→ **EXCERPTED TEXT**:
╔══

Monday, February 21, 2011

Monkee Grip Glue


 The Monkees are evidently reformed and touring to cash in the 45th Anniversary of their being manufactured by Hollywood producer Don Kirshner and his cronies. An item in The Telegraph would have us believe that the fellows overcame the general scorn heaped upon them and ascended into what there was of the hallowed Rock Pantheon.  At best, the article was a vital piece of nonsense. 

Author, please pick up your last check on the way out, as this is the worst sort of puffery one could imagine. Precisely no one took the Monkees seriously as a band, and their chops as comedians were not held in high regard. Yes, they sold... millions of units, but so has Kraft Cheese, a product whose popularity reveals how scarce good taste actually is. The Monkees were a band for teenyboppers with allowance money to burn. It is possible to compare them to the Beatles or the Marx Brothers, but this only demonstrates their lack. They might have been pioneers of a sort, but they were and remain a fancy you grow out of as your tastes mature; there is the hope that a music fan discovers the excellent stuff. Theirs was music glutted by fads, gimmicks, and tricks heaped on albums of songs that were at best cast-offs from professional songwriters; it sounded corny back in the day, and the Monkees has aged poorly. It sounds pretentious, inane, flimsy constructions gussied up with every studio trick available. The Monkees problem is worse because, 45 years later, they haven't their youthful cuteness to help get away with the slithering saliva trail they called rock and roll. They are bound to look pathetic. Is this what fans really want to see?

╚══

→ **INFORMATION SHOWN**:
╔══

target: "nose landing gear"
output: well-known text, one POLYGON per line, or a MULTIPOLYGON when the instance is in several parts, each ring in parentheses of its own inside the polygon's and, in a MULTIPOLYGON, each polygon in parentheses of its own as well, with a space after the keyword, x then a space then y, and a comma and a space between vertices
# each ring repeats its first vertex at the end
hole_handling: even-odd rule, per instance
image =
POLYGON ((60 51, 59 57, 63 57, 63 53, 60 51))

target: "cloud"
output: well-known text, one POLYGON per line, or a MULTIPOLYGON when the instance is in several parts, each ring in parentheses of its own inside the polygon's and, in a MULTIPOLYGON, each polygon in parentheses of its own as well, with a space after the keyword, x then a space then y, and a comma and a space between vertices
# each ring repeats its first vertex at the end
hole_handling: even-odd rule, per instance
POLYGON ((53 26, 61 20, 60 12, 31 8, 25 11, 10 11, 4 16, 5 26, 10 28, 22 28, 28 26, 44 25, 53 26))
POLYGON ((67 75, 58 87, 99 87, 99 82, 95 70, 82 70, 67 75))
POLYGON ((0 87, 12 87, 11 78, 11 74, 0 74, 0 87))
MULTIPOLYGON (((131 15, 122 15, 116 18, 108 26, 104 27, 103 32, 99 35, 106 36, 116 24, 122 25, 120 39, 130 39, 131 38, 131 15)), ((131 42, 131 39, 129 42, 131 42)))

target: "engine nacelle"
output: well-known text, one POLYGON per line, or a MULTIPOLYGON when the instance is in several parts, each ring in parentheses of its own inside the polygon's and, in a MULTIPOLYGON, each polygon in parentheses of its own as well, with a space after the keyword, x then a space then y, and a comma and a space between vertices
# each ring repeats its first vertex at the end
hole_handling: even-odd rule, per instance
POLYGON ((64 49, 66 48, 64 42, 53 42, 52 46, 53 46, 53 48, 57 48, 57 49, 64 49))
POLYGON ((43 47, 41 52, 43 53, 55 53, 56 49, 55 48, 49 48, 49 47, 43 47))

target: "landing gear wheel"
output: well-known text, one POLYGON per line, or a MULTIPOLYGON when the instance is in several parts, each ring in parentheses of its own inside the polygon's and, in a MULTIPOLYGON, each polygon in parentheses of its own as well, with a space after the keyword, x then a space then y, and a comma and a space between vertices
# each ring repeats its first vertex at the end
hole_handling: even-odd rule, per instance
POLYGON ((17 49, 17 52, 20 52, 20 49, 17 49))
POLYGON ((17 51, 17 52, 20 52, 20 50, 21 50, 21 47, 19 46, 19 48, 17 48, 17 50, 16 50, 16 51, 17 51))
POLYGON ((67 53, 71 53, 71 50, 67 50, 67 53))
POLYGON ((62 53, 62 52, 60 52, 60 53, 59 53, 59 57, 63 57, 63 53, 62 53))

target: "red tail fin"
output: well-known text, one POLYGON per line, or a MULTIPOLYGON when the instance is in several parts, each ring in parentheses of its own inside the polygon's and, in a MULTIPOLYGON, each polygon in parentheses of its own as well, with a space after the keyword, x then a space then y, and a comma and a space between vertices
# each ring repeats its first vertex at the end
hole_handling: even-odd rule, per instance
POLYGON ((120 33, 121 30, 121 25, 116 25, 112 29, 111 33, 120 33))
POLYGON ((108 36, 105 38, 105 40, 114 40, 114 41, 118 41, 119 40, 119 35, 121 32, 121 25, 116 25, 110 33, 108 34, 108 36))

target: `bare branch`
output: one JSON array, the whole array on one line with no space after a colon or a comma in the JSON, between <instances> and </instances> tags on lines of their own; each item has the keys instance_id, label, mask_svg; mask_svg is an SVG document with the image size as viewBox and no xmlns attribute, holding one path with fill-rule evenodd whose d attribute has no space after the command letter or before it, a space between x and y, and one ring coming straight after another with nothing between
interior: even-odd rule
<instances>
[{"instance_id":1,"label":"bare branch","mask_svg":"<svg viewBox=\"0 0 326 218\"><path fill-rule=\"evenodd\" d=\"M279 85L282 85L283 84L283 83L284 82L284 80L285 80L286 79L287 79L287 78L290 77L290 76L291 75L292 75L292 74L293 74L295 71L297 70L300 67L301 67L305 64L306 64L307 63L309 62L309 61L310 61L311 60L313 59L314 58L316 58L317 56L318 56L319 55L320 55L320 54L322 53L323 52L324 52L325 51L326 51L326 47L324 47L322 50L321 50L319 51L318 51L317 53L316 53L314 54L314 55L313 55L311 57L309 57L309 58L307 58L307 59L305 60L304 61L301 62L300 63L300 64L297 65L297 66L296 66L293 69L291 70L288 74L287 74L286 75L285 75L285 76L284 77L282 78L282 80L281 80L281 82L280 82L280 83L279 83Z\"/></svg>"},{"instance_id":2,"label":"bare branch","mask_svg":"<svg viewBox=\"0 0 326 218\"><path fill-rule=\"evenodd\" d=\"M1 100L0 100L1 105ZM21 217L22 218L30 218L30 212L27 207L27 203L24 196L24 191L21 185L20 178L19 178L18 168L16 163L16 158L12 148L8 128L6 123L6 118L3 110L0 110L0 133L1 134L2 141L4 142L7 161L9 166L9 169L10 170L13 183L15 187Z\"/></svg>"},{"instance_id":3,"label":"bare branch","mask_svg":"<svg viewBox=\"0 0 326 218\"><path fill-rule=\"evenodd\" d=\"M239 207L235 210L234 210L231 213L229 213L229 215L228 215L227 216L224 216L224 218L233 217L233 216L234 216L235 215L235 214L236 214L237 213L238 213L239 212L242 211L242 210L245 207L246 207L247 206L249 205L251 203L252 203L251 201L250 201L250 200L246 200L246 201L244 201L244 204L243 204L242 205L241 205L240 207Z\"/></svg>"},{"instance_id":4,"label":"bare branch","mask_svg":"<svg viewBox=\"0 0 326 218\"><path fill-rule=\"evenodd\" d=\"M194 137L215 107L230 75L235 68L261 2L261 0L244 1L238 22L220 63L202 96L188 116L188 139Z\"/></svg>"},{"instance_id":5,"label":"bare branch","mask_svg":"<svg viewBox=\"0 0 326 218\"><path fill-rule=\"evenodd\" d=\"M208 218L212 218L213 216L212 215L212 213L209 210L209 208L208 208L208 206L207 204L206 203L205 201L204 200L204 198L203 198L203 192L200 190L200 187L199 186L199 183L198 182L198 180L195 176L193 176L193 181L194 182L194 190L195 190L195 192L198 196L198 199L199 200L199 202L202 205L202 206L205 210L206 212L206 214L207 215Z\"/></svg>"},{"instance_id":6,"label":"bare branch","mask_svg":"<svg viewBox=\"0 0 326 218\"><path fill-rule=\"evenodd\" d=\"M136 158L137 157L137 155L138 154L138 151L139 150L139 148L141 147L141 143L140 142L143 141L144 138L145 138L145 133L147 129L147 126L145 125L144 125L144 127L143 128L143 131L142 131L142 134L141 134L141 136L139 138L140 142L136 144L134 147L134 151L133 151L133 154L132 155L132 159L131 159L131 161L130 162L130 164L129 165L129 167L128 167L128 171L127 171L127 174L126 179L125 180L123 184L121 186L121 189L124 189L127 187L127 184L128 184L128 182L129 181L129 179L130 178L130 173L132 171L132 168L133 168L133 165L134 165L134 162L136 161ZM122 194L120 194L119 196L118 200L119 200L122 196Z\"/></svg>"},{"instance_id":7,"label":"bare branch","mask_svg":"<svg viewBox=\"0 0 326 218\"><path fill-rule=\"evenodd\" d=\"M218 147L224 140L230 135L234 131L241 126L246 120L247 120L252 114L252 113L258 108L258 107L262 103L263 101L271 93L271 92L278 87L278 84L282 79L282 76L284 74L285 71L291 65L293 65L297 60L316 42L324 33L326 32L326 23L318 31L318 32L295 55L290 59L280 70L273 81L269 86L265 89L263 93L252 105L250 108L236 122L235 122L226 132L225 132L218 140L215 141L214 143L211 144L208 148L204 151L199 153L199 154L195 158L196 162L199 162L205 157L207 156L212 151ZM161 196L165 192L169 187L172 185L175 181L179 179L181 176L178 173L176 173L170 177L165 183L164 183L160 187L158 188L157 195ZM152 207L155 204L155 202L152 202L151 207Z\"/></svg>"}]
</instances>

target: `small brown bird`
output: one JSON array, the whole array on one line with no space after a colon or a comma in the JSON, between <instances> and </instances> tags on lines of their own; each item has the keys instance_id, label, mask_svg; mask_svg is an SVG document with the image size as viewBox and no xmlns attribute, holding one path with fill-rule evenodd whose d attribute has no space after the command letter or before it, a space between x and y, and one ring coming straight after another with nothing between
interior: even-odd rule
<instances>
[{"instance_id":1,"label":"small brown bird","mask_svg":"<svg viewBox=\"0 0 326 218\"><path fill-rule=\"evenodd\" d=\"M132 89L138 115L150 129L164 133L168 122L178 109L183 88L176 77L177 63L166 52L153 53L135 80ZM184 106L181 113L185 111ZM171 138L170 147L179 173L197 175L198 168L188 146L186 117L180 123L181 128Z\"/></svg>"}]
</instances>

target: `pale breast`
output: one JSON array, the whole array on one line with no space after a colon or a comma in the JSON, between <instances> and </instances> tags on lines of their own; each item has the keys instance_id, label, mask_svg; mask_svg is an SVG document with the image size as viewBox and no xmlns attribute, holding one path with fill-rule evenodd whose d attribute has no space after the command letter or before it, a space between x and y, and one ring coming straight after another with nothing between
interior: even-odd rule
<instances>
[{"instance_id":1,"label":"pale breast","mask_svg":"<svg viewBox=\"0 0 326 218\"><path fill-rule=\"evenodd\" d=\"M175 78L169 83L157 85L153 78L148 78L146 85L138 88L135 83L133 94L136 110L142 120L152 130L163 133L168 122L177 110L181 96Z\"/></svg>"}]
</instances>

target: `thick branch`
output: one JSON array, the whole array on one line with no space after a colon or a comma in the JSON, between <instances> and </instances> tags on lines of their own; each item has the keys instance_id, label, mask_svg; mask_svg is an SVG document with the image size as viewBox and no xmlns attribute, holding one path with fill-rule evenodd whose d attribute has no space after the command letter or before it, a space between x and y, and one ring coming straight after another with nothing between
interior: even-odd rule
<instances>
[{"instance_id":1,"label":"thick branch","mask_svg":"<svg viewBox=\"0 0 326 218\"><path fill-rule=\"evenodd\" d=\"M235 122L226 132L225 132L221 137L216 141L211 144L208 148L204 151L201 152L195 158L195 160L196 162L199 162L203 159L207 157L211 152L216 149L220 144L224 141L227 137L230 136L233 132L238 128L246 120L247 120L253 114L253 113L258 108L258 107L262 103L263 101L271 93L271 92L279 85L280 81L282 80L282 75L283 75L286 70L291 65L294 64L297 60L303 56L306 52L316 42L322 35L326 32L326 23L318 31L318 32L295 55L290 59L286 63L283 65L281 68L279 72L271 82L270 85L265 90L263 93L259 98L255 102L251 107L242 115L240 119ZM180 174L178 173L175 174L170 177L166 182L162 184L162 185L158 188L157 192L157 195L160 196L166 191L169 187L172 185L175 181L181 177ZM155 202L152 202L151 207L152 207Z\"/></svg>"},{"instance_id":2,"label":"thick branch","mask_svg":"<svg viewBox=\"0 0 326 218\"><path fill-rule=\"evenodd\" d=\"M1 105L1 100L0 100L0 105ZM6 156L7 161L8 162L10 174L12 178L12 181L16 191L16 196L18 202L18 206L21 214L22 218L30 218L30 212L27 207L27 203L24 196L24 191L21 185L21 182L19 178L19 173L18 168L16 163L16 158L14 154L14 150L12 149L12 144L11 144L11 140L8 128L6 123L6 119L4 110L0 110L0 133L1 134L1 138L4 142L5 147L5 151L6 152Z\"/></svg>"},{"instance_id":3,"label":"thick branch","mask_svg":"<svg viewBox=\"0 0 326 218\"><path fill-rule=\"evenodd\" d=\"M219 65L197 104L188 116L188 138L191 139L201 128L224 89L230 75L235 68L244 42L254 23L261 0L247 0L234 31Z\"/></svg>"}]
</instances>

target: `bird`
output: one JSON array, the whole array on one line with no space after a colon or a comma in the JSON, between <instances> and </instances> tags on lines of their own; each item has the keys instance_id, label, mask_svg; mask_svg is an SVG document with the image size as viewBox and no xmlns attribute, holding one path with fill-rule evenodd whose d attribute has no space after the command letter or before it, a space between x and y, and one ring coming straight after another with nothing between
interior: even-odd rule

╚══

In the post on the Monkees, which Hollywood producer is named as having manufactured the band?

→ **FULL RESPONSE**:
Don Kirshner